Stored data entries

--

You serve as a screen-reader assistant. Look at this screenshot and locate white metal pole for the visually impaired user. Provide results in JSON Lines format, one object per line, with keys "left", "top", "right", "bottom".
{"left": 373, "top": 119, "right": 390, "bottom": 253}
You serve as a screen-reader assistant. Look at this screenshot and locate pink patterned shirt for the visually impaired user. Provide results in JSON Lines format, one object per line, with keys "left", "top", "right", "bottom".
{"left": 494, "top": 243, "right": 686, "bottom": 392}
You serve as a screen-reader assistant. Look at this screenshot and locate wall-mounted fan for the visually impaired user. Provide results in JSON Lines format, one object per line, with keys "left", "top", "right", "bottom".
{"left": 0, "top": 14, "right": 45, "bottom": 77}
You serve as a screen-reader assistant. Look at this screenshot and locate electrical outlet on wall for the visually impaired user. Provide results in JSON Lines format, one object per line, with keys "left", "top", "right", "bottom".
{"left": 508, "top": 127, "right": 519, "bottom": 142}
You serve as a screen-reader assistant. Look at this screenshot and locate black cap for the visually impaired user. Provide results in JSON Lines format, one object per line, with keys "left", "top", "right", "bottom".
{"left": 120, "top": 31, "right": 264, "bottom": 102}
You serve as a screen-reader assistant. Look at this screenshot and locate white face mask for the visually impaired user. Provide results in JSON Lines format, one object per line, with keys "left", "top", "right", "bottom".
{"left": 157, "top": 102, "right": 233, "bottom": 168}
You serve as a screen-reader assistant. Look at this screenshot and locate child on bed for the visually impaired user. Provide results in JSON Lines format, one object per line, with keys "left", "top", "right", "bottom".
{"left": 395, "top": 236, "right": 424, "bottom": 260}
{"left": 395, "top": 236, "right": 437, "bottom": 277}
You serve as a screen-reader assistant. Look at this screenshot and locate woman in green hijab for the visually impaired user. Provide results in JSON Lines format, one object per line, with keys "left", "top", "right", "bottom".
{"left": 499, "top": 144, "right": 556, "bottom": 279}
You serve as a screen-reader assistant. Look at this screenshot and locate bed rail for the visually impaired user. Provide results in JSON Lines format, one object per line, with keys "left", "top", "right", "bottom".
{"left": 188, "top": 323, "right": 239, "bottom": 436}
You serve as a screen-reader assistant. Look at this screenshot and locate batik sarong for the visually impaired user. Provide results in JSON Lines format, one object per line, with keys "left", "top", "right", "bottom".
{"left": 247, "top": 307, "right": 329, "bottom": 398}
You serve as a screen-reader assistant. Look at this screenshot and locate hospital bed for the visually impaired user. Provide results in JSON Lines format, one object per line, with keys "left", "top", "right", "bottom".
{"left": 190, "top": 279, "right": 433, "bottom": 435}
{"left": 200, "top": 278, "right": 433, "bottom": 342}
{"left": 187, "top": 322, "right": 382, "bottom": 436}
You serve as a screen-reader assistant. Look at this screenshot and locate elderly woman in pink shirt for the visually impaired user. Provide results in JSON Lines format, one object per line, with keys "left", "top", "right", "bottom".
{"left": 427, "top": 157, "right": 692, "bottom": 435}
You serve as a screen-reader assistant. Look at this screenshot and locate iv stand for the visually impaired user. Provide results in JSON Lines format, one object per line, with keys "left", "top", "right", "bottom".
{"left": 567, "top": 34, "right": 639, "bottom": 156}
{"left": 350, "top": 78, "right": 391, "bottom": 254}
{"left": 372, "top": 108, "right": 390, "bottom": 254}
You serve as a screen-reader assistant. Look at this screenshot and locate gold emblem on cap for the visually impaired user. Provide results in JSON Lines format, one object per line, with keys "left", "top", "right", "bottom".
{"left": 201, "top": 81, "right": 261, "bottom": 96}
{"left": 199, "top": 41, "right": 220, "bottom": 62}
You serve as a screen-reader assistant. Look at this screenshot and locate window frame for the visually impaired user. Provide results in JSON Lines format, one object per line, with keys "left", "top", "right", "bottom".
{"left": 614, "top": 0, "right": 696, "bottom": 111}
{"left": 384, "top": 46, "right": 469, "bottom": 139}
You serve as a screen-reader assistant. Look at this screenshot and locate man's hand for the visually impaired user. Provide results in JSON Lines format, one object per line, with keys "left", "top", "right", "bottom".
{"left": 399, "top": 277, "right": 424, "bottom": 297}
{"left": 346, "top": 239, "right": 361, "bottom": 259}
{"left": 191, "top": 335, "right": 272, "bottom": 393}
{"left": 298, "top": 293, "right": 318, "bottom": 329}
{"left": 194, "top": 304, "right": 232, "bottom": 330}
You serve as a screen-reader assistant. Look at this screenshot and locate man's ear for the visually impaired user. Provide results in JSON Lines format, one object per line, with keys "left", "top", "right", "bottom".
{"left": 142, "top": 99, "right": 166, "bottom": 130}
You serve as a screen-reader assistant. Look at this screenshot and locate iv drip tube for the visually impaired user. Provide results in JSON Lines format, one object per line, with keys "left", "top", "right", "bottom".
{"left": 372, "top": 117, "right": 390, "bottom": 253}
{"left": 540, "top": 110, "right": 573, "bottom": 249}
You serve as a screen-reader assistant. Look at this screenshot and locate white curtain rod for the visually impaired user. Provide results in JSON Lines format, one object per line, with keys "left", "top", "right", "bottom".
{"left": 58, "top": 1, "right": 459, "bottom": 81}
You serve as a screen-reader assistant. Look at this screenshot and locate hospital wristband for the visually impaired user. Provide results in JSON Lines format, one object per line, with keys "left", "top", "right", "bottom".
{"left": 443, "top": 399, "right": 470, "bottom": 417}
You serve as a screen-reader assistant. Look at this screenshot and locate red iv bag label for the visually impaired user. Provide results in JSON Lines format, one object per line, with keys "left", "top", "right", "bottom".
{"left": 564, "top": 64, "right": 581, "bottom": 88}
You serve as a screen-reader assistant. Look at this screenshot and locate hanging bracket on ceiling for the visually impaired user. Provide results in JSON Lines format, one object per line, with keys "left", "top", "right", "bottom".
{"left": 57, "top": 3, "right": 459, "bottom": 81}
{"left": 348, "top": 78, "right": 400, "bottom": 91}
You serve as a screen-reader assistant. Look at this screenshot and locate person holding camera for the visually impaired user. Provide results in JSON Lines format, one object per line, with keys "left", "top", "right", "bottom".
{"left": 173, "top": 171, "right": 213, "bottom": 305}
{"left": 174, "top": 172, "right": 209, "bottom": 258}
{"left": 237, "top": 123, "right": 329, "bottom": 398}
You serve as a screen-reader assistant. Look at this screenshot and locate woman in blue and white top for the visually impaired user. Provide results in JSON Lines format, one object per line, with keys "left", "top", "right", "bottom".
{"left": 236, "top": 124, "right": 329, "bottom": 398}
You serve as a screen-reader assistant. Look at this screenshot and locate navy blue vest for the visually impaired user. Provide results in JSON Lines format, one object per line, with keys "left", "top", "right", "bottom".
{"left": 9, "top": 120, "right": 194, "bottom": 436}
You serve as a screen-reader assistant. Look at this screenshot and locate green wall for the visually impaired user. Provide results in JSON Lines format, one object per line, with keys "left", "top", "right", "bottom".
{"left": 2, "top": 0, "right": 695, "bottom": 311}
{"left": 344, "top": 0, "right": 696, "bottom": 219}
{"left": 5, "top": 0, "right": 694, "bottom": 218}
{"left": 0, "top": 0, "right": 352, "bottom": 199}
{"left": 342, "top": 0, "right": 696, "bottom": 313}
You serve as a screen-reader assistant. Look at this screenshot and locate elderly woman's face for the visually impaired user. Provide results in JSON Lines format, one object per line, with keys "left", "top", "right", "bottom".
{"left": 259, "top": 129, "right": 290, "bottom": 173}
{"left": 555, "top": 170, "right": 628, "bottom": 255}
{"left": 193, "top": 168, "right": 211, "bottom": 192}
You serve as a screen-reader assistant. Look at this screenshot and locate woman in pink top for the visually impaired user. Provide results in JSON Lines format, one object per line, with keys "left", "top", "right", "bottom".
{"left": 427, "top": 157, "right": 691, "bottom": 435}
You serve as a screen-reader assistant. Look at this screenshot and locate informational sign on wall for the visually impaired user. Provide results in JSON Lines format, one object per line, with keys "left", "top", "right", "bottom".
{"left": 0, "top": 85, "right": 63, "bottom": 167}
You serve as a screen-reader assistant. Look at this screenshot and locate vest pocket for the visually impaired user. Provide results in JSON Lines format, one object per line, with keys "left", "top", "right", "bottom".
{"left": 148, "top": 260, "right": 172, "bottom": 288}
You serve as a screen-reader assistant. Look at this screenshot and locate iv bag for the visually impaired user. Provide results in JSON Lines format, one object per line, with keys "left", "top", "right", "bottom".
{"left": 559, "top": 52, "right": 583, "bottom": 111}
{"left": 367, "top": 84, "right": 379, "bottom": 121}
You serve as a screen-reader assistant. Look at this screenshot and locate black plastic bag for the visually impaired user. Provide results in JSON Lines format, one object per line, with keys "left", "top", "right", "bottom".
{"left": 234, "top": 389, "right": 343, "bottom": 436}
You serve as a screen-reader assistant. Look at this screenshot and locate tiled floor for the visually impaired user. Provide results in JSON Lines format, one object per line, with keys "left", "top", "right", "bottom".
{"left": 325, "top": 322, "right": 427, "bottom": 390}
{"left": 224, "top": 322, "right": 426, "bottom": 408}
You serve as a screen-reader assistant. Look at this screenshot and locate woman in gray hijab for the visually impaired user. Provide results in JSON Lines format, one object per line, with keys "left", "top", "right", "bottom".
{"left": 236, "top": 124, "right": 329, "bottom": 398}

--

WORK REQUEST:
The reply must hold exactly the lines from the one containing "and locate vest" to the last line of the entries, and nothing more.

REPLY:
You serve as a screen-reader assistant. Look at this screenshot and locate vest pocket for the visually impaired user. Provide results in JSON Lines format, one object per line, with keys "left", "top", "right", "bottom".
{"left": 148, "top": 260, "right": 172, "bottom": 288}
You serve as a screen-reader assistant. Look at this screenshot and locate iv bag for the visually impaired user. Provide results in JSON Lines format, one object per line, with keys "left", "top", "right", "bottom".
{"left": 559, "top": 52, "right": 583, "bottom": 111}
{"left": 367, "top": 84, "right": 379, "bottom": 121}
You serve as a screen-reader assistant. Look at this screenshot and locate black plastic bag for the visually impaired user. Provide results in JSON Lines format, one object per line, with keys "left", "top", "right", "bottom".
{"left": 234, "top": 389, "right": 343, "bottom": 436}
You serve as a screen-reader assistant. Look at this screenshot and locate tiled floor for the visually impaired user. Provide results in JSON Lines format, one object per line, with keys "left", "top", "right", "bottom".
{"left": 325, "top": 322, "right": 427, "bottom": 390}
{"left": 224, "top": 322, "right": 426, "bottom": 408}
You serve as a screen-reader assistant. Look at this screenshot and locate woman in gray hijab for the visually impaired user. Provide results in JSON Lines format, one object per line, with keys "left", "top", "right", "bottom".
{"left": 236, "top": 124, "right": 329, "bottom": 398}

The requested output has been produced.